[Stored entries]
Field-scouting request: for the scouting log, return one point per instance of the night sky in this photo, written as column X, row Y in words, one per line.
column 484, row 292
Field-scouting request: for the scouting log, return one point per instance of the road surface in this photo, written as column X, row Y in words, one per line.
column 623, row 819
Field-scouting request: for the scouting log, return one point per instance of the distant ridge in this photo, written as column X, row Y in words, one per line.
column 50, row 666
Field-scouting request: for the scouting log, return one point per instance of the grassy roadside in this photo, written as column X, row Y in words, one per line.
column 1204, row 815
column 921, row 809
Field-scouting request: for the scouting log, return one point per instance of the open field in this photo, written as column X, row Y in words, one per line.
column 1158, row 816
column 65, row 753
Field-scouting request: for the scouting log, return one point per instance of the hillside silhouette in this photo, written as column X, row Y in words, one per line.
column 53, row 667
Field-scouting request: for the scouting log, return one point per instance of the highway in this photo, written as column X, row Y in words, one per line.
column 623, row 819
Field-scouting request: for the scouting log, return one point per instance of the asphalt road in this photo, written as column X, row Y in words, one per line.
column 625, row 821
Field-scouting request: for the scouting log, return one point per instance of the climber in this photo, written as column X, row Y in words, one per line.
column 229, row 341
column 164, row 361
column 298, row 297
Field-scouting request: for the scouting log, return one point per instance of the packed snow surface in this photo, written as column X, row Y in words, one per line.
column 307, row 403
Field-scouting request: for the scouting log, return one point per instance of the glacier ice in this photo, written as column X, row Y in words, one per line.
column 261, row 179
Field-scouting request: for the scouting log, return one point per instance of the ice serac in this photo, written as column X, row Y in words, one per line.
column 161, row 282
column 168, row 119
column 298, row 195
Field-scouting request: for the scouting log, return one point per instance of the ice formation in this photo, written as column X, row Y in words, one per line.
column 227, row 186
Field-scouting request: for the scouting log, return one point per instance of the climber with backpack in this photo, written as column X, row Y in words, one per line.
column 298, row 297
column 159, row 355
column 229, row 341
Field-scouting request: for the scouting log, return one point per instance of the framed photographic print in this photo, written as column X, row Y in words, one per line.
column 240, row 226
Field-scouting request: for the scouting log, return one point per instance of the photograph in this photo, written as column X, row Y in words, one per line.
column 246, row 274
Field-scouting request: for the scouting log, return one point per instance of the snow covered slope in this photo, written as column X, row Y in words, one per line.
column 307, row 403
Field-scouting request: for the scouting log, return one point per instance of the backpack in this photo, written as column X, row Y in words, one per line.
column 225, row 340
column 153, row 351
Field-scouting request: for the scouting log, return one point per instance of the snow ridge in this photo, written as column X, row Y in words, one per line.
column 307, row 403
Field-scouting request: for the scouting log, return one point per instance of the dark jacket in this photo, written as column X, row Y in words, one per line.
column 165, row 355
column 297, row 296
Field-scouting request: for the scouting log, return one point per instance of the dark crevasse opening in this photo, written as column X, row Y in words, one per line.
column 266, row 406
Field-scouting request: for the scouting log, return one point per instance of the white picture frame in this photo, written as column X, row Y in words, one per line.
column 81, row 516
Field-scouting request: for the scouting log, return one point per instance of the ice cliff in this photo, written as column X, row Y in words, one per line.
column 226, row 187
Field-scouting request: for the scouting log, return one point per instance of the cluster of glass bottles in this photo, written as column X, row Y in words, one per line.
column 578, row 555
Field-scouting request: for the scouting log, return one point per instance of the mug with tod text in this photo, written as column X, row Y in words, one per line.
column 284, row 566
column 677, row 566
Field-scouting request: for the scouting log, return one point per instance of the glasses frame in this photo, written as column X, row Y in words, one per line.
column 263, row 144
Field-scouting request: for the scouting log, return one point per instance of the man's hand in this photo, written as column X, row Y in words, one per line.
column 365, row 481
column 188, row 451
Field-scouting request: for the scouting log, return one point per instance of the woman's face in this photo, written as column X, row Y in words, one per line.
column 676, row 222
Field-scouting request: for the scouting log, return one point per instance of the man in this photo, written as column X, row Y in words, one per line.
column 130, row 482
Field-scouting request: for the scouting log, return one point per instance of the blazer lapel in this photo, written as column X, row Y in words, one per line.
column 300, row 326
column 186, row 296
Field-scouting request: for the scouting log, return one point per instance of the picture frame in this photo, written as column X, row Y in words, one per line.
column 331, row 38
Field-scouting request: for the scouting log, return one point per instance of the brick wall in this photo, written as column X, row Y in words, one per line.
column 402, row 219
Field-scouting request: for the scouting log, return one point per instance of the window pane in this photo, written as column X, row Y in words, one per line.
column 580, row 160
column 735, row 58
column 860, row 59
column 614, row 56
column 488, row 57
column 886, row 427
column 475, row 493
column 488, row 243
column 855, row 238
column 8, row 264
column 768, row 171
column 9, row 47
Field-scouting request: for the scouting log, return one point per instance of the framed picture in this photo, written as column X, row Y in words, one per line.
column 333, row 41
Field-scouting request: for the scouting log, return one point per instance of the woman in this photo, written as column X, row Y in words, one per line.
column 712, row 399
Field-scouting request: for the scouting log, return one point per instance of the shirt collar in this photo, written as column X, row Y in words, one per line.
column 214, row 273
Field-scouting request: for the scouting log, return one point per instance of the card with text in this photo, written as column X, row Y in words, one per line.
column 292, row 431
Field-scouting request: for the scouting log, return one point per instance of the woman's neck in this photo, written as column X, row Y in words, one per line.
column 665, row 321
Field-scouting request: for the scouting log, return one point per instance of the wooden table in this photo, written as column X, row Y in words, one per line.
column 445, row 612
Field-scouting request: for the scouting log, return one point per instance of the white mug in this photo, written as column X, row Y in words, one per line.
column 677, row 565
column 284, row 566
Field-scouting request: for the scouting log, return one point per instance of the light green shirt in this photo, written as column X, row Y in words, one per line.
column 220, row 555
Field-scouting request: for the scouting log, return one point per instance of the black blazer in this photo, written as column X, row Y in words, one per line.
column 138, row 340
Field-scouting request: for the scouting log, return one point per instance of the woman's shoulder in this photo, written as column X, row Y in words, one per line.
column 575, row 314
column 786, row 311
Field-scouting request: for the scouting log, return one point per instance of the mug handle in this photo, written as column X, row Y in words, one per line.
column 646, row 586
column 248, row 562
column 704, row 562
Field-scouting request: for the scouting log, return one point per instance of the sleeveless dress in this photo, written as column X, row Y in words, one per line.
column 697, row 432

**WHAT YOU SHOULD DO**
Copy the lines above word for word, starting at the line that contains "of the window" and ending at the line that contains "column 488, row 243", including both of those lines.

**SOLUTION TO THIS PROBLEM**
Field-scouting request: for the scouting log, return one point per instance of the window pane in this photo, written as column X, row Y in words, one per line.
column 580, row 160
column 735, row 58
column 860, row 59
column 614, row 56
column 488, row 57
column 886, row 427
column 475, row 493
column 488, row 243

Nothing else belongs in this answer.